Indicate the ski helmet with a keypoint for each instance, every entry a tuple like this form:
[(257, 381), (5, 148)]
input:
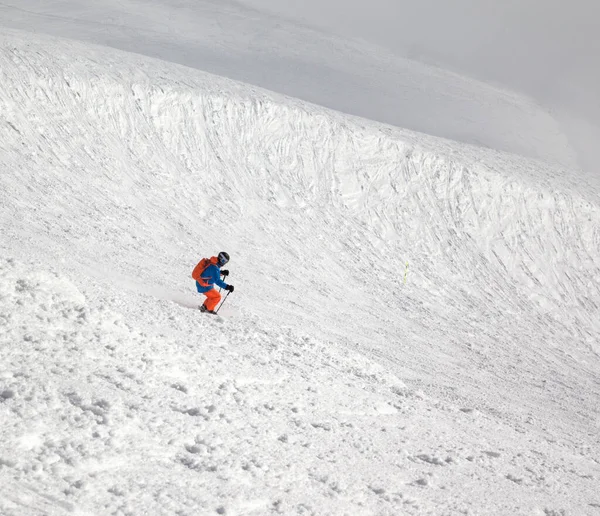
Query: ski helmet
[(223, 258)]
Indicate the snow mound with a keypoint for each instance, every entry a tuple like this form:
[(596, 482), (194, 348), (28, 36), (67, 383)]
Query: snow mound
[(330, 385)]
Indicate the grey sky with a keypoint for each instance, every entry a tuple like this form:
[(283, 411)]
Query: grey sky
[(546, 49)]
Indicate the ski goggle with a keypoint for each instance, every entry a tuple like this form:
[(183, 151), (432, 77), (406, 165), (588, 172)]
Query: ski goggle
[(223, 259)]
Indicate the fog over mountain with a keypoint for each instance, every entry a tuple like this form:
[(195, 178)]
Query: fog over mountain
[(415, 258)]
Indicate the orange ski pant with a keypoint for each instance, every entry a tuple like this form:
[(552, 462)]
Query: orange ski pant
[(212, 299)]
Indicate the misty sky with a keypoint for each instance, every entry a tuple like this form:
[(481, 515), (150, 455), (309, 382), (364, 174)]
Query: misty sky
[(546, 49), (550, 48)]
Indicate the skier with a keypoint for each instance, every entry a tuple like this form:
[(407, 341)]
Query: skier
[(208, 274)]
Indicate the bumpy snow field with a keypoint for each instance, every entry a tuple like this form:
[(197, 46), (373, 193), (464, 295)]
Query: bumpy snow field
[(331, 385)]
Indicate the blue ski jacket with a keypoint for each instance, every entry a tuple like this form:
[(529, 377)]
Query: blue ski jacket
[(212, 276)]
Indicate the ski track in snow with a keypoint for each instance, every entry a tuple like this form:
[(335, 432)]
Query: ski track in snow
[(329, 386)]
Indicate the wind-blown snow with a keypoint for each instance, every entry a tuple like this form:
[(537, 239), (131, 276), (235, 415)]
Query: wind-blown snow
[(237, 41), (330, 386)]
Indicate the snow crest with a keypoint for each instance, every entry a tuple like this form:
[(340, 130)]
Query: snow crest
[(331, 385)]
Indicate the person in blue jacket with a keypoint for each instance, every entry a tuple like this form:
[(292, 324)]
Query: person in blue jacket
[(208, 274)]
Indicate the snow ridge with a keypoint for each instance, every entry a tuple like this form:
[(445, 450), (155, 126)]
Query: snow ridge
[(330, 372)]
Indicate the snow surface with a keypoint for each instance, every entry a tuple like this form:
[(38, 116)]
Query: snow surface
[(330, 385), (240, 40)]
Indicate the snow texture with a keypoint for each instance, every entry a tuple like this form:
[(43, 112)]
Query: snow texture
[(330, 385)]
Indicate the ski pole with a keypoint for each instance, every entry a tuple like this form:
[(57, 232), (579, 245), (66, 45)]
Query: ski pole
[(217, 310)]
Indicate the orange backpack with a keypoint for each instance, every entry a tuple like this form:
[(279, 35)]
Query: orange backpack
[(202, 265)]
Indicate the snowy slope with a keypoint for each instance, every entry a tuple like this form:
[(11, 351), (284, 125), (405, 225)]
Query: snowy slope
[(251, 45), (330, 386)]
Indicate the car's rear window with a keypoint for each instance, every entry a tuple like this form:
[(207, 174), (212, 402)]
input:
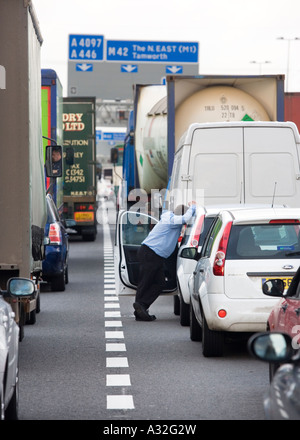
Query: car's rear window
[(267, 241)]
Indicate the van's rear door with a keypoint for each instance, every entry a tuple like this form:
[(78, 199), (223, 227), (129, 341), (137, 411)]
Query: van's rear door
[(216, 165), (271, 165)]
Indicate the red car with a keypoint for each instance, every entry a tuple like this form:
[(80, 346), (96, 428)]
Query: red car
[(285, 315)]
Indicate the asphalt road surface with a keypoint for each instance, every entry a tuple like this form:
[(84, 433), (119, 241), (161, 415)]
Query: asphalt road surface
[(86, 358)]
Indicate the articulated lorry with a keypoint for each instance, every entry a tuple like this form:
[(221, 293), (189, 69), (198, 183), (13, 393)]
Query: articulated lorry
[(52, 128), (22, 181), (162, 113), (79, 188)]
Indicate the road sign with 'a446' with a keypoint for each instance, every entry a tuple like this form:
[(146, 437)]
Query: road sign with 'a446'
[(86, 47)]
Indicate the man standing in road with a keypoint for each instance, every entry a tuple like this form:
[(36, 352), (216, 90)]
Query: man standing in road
_ _ _ _ _ _ _
THE PROBLEM: Reproduce the material word for word, from the line with "Indicate the orange backpack" up to and including the line with "[(251, 45), (330, 386)]".

EXERCISE OUTPUT:
Indicate the orange backpack with a keypoint for each instance, every entry a tuple like this form:
[(279, 35)]
Query: orange backpack
[(202, 265)]
Indicate the snowy slope with a keypoint for each instance, every entry a tuple like this form:
[(11, 351), (284, 125), (405, 225)]
Query: snowy slope
[(251, 45), (330, 386)]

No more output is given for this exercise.